START PASSAGE TO READ

Static and dynamic measures of frailty predicted decline in performance-based and self-reported physical functioning

J Clin Epidemiol. 2005 Nov;58(11):1188-98. doi: 10.1016/j.jclinepi.2005.03.008. Epub 2005 Aug 2.


Objective: To determine the effect of frailty on decline in physical functioning and to examine if chronic diseases modify this effect.

Methods: The study sample was derived from the Longitudinal Aging Study Amsterdam and included respondents with initial ages 65 and over at T(2) (1995/1996), who participated at T(1) (1992/1993) and T(2) and performed physical performance tests (n = 1,152) or reported functional limitations (n = 1,321) at T(2) and T(3) (1998/1999). Nine frailty markers were determined in two ways: low functioning at T(2) (static definition); and decline in functioning between T(1) and T(2) (dynamic definition). Using logistic regression analyses, the effect of frailty was examined on change in physical functioning between T(2) and T(3), adjusting for sex, age, education, and additionally chronic diseases.

END PASSAGE TO READ
START RECORDS SHOWN

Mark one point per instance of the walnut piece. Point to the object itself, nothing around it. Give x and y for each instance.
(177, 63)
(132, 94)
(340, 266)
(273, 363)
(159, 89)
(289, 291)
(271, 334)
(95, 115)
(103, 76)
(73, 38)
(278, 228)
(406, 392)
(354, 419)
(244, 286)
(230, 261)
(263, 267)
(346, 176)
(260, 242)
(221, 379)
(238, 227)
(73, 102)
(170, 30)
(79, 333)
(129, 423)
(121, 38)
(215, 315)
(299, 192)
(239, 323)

END RECORDS SHOWN

* **TASK STATEMENT**: Reproduce word for word the part of the frailty abstract that starts at "Methods: The study" and ends after "additionally chronic diseases.".

* **SOLVED PROBLEM**:
Methods: The study sample was derived from the Longitudinal Aging Study Amsterdam and included respondents with initial ages 65 and over at T(2) (1995/1996), who participated at T(1) (1992/1993) and T(2) and performed physical performance tests (n = 1,152) or reported functional limitations (n = 1,321) at T(2) and T(3) (1998/1999). Nine frailty markers were determined in two ways: low functioning at T(2) (static definition); and decline in functioning between T(1) and T(2) (dynamic definition). Using logistic regression analyses, the effect of frailty was examined on change in physical functioning between T(2) and T(3), adjusting for sex, age, education, and additionally chronic diseases.